DIRECTIONS FOR THIS TASK:
Pull out each line in the records below that contains the word "water", copying every such line unchanged.

Extracted data entries:

>>>

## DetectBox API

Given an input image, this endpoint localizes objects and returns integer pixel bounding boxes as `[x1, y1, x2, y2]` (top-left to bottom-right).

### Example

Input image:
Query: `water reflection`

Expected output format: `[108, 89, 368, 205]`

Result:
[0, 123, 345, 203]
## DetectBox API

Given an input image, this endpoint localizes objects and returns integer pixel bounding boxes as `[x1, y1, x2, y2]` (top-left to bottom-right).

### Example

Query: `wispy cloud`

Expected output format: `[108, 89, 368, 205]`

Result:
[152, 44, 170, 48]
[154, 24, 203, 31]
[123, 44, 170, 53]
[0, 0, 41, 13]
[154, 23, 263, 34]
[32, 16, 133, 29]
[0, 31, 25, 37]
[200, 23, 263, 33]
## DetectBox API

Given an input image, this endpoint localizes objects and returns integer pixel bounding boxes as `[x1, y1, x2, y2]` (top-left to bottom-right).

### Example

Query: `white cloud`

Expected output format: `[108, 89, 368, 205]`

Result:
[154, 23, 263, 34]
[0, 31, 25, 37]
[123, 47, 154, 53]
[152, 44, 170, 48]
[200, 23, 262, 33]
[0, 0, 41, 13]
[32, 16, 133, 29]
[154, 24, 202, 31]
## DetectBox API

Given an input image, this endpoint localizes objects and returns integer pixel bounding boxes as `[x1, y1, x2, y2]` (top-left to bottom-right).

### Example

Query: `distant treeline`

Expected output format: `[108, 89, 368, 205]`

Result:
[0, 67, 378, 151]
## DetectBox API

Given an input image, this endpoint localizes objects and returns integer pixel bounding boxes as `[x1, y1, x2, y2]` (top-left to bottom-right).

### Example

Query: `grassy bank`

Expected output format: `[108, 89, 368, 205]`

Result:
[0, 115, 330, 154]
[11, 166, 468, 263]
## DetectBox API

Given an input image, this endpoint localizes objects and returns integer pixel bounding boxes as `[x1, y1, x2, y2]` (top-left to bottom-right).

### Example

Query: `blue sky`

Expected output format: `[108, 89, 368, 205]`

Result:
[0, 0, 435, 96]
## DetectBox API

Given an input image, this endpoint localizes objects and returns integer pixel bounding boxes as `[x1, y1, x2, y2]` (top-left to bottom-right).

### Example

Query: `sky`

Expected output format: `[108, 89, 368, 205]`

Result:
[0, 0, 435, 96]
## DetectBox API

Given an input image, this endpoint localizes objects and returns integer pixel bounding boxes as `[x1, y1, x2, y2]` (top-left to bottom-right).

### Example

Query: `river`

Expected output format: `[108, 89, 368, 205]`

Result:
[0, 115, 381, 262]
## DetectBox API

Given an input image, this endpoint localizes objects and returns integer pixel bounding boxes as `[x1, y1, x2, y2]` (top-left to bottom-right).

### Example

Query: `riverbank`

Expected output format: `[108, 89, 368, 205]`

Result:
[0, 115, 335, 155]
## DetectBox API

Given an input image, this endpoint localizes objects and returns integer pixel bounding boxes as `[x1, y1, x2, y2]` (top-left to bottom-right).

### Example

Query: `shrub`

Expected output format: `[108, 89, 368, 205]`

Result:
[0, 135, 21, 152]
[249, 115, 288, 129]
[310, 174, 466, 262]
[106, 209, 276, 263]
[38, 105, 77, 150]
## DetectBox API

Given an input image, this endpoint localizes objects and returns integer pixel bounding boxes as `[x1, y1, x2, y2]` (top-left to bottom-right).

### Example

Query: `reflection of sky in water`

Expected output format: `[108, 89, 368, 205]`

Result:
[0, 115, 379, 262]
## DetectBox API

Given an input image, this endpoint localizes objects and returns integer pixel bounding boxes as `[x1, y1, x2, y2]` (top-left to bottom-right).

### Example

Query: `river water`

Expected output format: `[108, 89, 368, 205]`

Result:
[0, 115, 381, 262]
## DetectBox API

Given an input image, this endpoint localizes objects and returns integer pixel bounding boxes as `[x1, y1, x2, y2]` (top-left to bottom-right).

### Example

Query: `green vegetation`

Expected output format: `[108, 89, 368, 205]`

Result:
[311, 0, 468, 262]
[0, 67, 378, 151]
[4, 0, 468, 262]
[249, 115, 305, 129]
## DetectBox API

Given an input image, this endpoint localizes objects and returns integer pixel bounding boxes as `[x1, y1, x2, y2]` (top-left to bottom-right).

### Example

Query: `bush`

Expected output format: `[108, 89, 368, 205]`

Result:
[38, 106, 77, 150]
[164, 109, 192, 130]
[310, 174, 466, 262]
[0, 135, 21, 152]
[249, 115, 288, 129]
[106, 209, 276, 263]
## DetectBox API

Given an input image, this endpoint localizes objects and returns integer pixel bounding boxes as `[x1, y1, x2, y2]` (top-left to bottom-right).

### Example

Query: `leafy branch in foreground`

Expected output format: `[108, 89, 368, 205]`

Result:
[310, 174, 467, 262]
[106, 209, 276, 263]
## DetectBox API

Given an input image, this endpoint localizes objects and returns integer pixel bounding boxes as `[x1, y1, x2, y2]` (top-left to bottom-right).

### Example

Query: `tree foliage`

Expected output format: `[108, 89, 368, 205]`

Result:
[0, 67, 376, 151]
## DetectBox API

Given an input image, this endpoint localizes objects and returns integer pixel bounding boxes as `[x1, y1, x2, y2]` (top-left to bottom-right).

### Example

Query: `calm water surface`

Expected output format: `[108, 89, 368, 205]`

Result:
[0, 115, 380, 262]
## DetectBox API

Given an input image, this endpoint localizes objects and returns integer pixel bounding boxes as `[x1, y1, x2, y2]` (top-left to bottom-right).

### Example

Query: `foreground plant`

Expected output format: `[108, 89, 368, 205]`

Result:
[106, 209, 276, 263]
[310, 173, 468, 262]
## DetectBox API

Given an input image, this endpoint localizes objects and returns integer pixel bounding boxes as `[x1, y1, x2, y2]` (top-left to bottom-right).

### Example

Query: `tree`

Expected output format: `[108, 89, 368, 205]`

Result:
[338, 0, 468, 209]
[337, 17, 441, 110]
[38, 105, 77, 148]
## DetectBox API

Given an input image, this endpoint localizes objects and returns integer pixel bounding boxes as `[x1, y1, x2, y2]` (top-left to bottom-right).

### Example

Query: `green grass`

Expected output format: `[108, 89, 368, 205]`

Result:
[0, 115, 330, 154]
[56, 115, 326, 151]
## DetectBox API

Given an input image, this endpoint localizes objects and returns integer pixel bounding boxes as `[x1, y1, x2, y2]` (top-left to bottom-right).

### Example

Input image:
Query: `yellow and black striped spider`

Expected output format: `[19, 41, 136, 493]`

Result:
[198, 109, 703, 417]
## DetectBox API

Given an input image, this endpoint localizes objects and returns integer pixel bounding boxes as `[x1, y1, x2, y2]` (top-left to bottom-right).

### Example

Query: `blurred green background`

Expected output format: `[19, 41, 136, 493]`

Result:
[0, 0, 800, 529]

<<<

TASK SOLUTION:
Query: `water reflection`
Query: `reflection of sky in water`
Query: `river water`
Query: `calm water surface`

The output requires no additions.